Actualités :: « Il est dommage que souvent, l’agent de développement et le politicien (...)

C’est avec rage que cet enseignant à la base, Ousséni Nyantudré, Conseiller pédagogique de l’Enseignement secondaire, aborde les questions de développement, surtout lorsqu’il s’agit du Koulpélogo (province d’où il est natif), une des trois provinces du Centre-Est, considérée comme la plus dépourvue de la région. C’est ce qui semble d’ailleurs justifier la création de l’Initiative pour le développement du bassin de Koulpélogo (IDEBAK), dont il est le président. Dans cet entretien réalisé en marge de notre visite terrain, Ousséni Nyantudré en dit davantage sur l’association : IDEBAK.

Lefaso.net : Peut-on en savoir davantage sur l’association dont vous êtes le premier responsable, IDEBAK ?

Ousséni Nyantudré : L’Initiative pour le développement du bassin de Koulpélogo (IDEBAK) est une association provinciale, qui œuvre dans la scolarisation et le développement rural. Elle a commencé ses activités de façon informelle dans les années 1998. Nous nous sommes constitués en association, formellement reconnue dans les années 2000. L’IDEBAK a, à son actif, plus de six écoles dans la province du Koulpélogo, plus de quinze logements pour les enseignants, plus de trois cantines scolaires réalisées au profit des écoles.

CONSIGNE 1 -
Reproduisez à l'identique, parmi les entrées, la partie qui s'ouvre sur la ligne contenant « wall in this image. » et se ferme sur celle contenant « (0, 364), (296, 449) », ces deux lignes comprises.
L'entretien ci-dessus n'a aucun rapport avec les entrées.

Exemples de détection -

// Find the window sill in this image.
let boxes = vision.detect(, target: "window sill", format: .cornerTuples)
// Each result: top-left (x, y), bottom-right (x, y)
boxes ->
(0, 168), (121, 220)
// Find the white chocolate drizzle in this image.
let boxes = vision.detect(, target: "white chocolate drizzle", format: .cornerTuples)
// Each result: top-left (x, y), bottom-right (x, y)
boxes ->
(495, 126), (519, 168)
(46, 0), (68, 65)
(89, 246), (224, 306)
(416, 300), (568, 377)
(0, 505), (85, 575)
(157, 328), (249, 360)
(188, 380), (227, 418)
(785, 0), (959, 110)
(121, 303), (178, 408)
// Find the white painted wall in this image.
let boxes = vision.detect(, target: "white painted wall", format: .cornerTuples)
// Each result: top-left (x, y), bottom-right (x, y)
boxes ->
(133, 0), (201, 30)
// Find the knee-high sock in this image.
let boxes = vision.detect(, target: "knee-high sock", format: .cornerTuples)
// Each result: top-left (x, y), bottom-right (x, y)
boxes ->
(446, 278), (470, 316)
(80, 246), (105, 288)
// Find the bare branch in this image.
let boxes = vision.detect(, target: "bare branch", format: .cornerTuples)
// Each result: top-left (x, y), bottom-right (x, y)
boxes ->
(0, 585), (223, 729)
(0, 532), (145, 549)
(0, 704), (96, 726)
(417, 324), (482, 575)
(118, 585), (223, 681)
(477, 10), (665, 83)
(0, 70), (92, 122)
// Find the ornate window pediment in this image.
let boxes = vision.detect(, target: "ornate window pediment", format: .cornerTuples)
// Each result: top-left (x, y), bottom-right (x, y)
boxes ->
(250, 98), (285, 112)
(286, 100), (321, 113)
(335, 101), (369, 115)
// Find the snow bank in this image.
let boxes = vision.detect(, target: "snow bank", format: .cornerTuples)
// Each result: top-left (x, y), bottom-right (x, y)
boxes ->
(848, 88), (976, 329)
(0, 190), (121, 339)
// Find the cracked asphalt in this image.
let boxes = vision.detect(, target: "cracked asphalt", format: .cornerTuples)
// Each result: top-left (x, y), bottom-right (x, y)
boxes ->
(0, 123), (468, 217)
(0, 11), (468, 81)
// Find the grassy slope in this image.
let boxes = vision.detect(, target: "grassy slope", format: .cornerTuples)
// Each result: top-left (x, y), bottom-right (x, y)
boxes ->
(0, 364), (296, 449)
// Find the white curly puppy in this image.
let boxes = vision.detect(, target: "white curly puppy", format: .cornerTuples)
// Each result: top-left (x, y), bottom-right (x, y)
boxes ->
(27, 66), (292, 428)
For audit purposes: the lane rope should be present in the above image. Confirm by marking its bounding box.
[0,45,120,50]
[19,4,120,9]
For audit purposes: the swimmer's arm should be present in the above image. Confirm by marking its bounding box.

CONSIGNE 2 -
Selon l'entretien sur l'IDEBAK, qu'est-ce qui semble justifier la création de cette association ? Répondez en une à trois phrases.

RÉPONSE ATTENDUE 1 -
// Find the white painted wall in this image.
let boxes = vision.detect(, target: "white painted wall", format: .cornerTuples)
// Each result: top-left (x, y), bottom-right (x, y)
boxes ->
(133, 0), (201, 30)
// Find the knee-high sock in this image.
let boxes = vision.detect(, target: "knee-high sock", format: .cornerTuples)
// Each result: top-left (x, y), bottom-right (x, y)
boxes ->
(446, 278), (470, 316)
(80, 246), (105, 288)
// Find the bare branch in this image.
let boxes = vision.detect(, target: "bare branch", format: .cornerTuples)
// Each result: top-left (x, y), bottom-right (x, y)
boxes ->
(0, 585), (223, 729)
(0, 532), (145, 549)
(0, 704), (96, 726)
(417, 324), (482, 575)
(118, 585), (223, 681)
(477, 10), (665, 83)
(0, 70), (92, 122)
// Find the ornate window pediment in this image.
let boxes = vision.detect(, target: "ornate window pediment", format: .cornerTuples)
// Each result: top-left (x, y), bottom-right (x, y)
boxes ->
(250, 98), (285, 112)
(286, 100), (321, 113)
(335, 101), (369, 115)
// Find the snow bank in this image.
let boxes = vision.detect(, target: "snow bank", format: .cornerTuples)
// Each result: top-left (x, y), bottom-right (x, y)
boxes ->
(848, 88), (976, 329)
(0, 190), (121, 339)
// Find the cracked asphalt in this image.
let boxes = vision.detect(, target: "cracked asphalt", format: .cornerTuples)
// Each result: top-left (x, y), bottom-right (x, y)
boxes ->
(0, 123), (468, 217)
(0, 11), (468, 81)
// Find the grassy slope in this image.
let boxes = vision.detect(, target: "grassy slope", format: .cornerTuples)
// Each result: top-left (x, y), bottom-right (x, y)
boxes ->
(0, 364), (296, 449)

RÉPONSE ATTENDUE 2 -
Le Koulpélogo, l'une des trois provinces du Centre-Est, est considéré comme la plus dépourvue de la région. C'est ce qui semble justifier la création de l'Initiative pour le développement du bassin de Koulpélogo.